• Texte à lire:
════════════════

Tout le monde noue félicite avec de grand sourire, et à un moment, les choses se calment un peu, nous pouvons nous changer, nous essuyer, essayer de reprendre figure humain.
Il est désormais question de dîner mais Mila a une master-class demain et elle veut s'assurer que nous rentrerons tôt avec Chloé.
Nous retournons au restaurant georgien de la veille, en fumant (enfin) un cigarette devant, Mila commence à me faire part de ses craintes. Rien n'a fonctionné comme elle l'espérait, elle pense que le show était raté.

J'essaye de la rassurer en lui expliquant que le public ne connaissait pas le show et qu'il n'a pas vu les "ratés". Mais elle s'entête d'autant que je lui ai signalé des fourmillements dans le bras gauche et qu'elle est persuadée de m'avoir blessée.
Je rationalise en lui expliquant que nous sommes fatiguées, je répète et répète encore qu'elle a tout donné, que le public était content et que sa part du contrat est accomplie.
Mais le temps maussade et la fatigue la laissent dans un état de déception qui me broie le cœur.
Nous rentrons plutôt tôt ce soir-là comparé aux autres soirs et avec le luxe d'une voiture via les amis de Chloé.

════════════════

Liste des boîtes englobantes

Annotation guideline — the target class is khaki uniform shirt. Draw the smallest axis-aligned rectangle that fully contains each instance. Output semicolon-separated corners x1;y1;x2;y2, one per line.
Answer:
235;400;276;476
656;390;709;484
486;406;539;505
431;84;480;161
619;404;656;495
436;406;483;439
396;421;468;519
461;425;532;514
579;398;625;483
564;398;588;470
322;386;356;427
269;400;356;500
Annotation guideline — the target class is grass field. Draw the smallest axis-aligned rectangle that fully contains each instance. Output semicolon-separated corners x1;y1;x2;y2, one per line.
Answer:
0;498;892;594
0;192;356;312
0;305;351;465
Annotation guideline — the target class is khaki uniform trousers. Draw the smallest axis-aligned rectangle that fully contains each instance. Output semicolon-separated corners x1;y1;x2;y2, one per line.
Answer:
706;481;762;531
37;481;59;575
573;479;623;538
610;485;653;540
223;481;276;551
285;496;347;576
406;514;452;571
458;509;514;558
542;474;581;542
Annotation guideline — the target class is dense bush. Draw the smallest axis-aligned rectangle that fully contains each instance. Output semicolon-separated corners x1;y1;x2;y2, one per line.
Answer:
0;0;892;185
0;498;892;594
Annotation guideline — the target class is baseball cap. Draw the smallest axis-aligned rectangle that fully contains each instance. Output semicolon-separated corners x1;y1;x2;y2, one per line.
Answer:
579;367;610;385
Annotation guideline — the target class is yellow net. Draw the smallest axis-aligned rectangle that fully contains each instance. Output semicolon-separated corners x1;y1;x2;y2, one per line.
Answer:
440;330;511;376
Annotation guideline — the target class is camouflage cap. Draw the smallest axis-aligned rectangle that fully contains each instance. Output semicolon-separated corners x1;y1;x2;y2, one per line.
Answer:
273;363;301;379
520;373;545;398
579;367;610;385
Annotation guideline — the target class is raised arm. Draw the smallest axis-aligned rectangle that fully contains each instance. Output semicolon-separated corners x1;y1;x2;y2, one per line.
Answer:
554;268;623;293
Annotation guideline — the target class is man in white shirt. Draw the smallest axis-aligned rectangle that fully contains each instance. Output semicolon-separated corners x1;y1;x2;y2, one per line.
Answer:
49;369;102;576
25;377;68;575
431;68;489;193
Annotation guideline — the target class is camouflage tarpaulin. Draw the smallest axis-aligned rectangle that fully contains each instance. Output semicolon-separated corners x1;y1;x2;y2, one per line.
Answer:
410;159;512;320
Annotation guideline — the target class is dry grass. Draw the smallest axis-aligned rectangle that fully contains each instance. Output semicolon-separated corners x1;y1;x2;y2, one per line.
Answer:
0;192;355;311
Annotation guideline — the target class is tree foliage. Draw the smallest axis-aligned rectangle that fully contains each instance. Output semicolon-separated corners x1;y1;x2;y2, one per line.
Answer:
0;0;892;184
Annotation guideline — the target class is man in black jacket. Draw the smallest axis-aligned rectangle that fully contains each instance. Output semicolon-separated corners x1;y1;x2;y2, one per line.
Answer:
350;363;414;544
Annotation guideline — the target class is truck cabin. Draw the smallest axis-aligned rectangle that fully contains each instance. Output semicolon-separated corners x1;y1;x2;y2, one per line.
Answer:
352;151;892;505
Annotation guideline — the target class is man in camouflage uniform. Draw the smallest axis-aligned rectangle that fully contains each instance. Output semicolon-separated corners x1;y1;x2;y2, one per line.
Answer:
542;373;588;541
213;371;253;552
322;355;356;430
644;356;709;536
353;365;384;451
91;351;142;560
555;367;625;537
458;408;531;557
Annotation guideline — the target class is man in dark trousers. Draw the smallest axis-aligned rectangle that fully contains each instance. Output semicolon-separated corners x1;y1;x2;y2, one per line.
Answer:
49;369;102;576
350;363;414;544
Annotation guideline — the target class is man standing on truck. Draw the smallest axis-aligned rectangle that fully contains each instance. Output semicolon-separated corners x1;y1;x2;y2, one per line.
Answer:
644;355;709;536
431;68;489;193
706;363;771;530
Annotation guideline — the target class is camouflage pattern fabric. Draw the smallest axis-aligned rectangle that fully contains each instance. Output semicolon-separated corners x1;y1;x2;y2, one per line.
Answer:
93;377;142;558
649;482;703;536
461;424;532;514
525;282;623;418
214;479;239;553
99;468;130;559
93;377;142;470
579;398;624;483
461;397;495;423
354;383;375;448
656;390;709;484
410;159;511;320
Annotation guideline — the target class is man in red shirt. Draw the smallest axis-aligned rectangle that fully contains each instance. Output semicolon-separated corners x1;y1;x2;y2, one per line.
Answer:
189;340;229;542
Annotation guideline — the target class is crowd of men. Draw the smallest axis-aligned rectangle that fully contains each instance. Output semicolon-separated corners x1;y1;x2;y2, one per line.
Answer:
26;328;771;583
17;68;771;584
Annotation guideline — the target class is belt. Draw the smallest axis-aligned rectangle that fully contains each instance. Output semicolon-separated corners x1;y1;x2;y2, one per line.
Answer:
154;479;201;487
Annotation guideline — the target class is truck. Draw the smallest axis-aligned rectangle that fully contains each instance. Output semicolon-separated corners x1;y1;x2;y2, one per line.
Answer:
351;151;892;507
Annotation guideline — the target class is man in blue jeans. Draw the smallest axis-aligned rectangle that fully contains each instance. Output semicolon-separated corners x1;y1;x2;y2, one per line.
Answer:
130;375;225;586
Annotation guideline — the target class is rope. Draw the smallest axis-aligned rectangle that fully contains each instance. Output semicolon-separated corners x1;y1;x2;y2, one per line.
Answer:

════════════════

• Consignes:
- a) Citez intégralement le récit de la soirée qui suit le spectacle, sans y apporter la moindre modification.
- b) Dans la liste, partez de la ligne qui contient « Annotation guideline — the target class is camouflage tarpaulin. » et arrêtez-vous après celle qui contient « 706;363;771;530 ». Reproduisez uniquement ces lignes en substituant « tall grass » à « dry grass », tout le reste demeurant identique.

• Réponses attendues:
- a)
Tout le monde noue félicite avec de grand sourire, et à un moment, les choses se calment un peu, nous pouvons nous changer, nous essuyer, essayer de reprendre figure humain.
Il est désormais question de dîner mais Mila a une master-class demain et elle veut s'assurer que nous rentrerons tôt avec Chloé.
Nous retournons au restaurant georgien de la veille, en fumant (enfin) un cigarette devant, Mila commence à me faire part de ses craintes. Rien n'a fonctionné comme elle l'espérait, elle pense que le show était raté.

J'essaye de la rassurer en lui expliquant que le public ne connaissait pas le show et qu'il n'a pas vu les "ratés". Mais elle s'entête d'autant que je lui ai signalé des fourmillements dans le bras gauche et qu'elle est persuadée de m'avoir blessée.
Je rationalise en lui expliquant que nous sommes fatiguées, je répète et répète encore qu'elle a tout donné, que le public était content et que sa part du contrat est accomplie.
Mais le temps maussade et la fatigue la laissent dans un état de déception qui me broie le cœur.
Nous rentrons plutôt tôt ce soir-là comparé aux autres soirs et avec le luxe d'une voiture via les amis de Chloé.

- b)
Annotation guideline — the target class is camouflage tarpaulin. Draw the smallest axis-aligned rectangle that fully contains each instance. Output semicolon-separated corners x1;y1;x2;y2, one per line.
Answer:
410;159;512;320
Annotation guideline — the target class is tall grass. Draw the smallest axis-aligned rectangle that fully contains each instance. Output semicolon-separated corners x1;y1;x2;y2, one per line.
Answer:
0;192;355;311
Annotation guideline — the target class is tree foliage. Draw the smallest axis-aligned rectangle that fully contains each instance. Output semicolon-separated corners x1;y1;x2;y2, one per line.
Answer:
0;0;892;184
Annotation guideline — the target class is man in black jacket. Draw the smallest axis-aligned rectangle that fully contains each instance. Output semicolon-separated corners x1;y1;x2;y2, one per line.
Answer:
350;363;414;544
Annotation guideline — the target class is truck cabin. Draw the smallest axis-aligned rectangle that fully contains each instance. Output semicolon-separated corners x1;y1;x2;y2, one per line.
Answer:
352;151;892;505
Annotation guideline — the target class is man in camouflage uniform. Draw the smallest axis-aligned rectangle that fully contains each instance. Output semicolon-separated corners x1;y1;x2;y2, one per line.
Answer:
542;373;588;541
213;371;253;552
322;355;356;430
644;356;709;536
353;365;384;451
91;351;142;560
555;367;625;537
458;408;531;557
Annotation guideline — the target class is man in dark trousers. Draw the smallest axis-aligned rectangle that fully contains each instance. Output semicolon-separated corners x1;y1;x2;y2, one per line.
Answer:
49;369;102;576
350;363;414;544
Annotation guideline — the target class is man standing on truck. Draw the smallest axis-aligned rectangle that fully contains each instance. Output semicolon-separated corners x1;y1;x2;y2, one per line.
Answer:
644;355;709;536
431;68;489;193
706;363;771;530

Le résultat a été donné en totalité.